Reproduce all of the listing below without alteration.

[Labeled-object pointing entries]
····················

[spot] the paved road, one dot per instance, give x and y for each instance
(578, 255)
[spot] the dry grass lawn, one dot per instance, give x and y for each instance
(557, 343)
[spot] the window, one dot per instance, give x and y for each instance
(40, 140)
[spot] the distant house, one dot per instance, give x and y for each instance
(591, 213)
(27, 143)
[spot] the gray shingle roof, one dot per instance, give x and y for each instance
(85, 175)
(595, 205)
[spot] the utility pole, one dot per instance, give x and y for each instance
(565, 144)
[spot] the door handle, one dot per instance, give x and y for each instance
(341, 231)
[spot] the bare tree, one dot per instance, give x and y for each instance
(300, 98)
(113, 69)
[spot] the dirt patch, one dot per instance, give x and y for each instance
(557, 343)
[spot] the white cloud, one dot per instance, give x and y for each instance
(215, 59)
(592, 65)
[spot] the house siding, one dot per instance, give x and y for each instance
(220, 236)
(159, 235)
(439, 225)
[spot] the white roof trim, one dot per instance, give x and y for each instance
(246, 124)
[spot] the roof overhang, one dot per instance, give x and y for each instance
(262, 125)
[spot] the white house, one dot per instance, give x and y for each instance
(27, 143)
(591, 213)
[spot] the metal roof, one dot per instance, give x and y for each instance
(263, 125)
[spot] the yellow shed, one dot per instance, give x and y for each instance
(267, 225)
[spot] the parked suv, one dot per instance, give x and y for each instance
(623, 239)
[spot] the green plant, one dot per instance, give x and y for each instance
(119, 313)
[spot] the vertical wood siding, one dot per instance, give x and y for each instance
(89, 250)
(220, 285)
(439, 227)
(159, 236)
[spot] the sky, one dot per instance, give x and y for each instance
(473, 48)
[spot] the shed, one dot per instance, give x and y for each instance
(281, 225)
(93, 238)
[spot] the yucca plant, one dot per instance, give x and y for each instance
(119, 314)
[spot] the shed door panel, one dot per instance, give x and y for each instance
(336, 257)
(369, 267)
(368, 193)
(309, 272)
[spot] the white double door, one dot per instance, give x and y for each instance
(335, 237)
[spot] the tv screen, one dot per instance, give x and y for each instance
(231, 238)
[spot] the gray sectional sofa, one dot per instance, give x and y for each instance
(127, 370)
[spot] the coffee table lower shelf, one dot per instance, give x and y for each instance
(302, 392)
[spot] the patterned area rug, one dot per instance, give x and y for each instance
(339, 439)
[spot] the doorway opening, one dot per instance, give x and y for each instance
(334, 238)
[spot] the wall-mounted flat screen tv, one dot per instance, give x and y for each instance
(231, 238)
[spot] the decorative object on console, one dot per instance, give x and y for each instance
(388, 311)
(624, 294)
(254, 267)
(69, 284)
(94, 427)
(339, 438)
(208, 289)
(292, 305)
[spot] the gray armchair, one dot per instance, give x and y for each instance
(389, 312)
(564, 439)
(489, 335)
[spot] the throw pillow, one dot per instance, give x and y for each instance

····················

SOLUTION TO THIS EXERCISE:
[spot] the paved road, one dot per instance, give x and y for each instance
(578, 255)
[spot] the dry grass lawn, one dot per instance, give x and y for each instance
(557, 343)
[spot] the window, one dot per instance, give x and y for each instance
(40, 140)
[spot] the distant house, one dot per instance, give x and y for each instance
(591, 213)
(27, 143)
[spot] the gray shingle roof, one dot per instance, give x and y for each instance
(85, 175)
(595, 205)
[spot] the utility pole, one dot per instance, give x and y for each instance
(565, 144)
[spot] the door handle, one dot per instance, give x and y for each instance
(341, 231)
[spot] the bare tree, one dot per instance, give x and y for each instance
(300, 98)
(113, 69)
[spot] the dirt patch, one dot per instance, give x and y for each instance
(557, 343)
[spot] the white cloud, one dot per instance, give x and y for each instance
(215, 59)
(592, 65)
[spot] the house siding, one dot per instance, give x and y for each instance
(220, 236)
(159, 235)
(439, 225)
[spot] the white roof trim, one dot per instance, give x and y for each instance
(246, 124)
[spot] the roof overhang, one dot per instance, give x and y for each instance
(262, 125)
[spot] the white house, one dot per instance, give x and y for each instance
(27, 143)
(591, 213)
[spot] the metal roof, one dot per instance, give x and y for each instance
(263, 125)
[spot] the yellow shed, one dot per instance, give x and y for each instance
(267, 225)
[spot] the parked suv, one dot per instance, give x and y for each instance
(623, 239)
[spot] the green plant, one dot per instance, give x and y for each instance
(119, 313)
[spot] the vertical wood siding, one dot per instance, give x and y for each instance
(89, 250)
(220, 285)
(439, 227)
(159, 236)
[spot] the sky, one dot per instance, give x and y for each instance
(473, 48)
[spot] the shed, one dot per instance, give x and y for each instance
(281, 225)
(93, 238)
[spot] the yucca plant, one dot per instance, give x and y for each instance
(119, 314)
[spot] the shed door panel, one dot per instance, give x and y for each instance
(336, 257)
(369, 267)
(368, 193)
(309, 272)
[spot] the white double door, one dot per instance, give x and y for each instance
(335, 237)
[spot] the tv screen, one dot per instance, give x and y for each instance
(231, 238)
[spot] the gray sectional sofa, one dot per instance, give x and y for each instance
(127, 370)
[spot] the coffee table lower shelf, one dot per instance, give x and y for each instance
(302, 392)
[spot] the patterned area rug, one dot per instance, give x and y for each instance
(339, 439)
[spot] the doorway opening, one dot per instance, give x and y for each instance
(334, 238)
[spot] the wall-mounted flat screen tv, one dot per instance, give x and y for each instance
(231, 238)
[spot] the decorative object on console, one dot per instance, give x and y for each instance
(388, 311)
(624, 294)
(254, 267)
(69, 284)
(94, 427)
(339, 438)
(208, 289)
(292, 305)
[spot] the gray armchair, one dot per instance, give x and y for each instance
(389, 312)
(564, 439)
(489, 335)
[spot] the throw pillow, one dot per instance, give x and y for each instance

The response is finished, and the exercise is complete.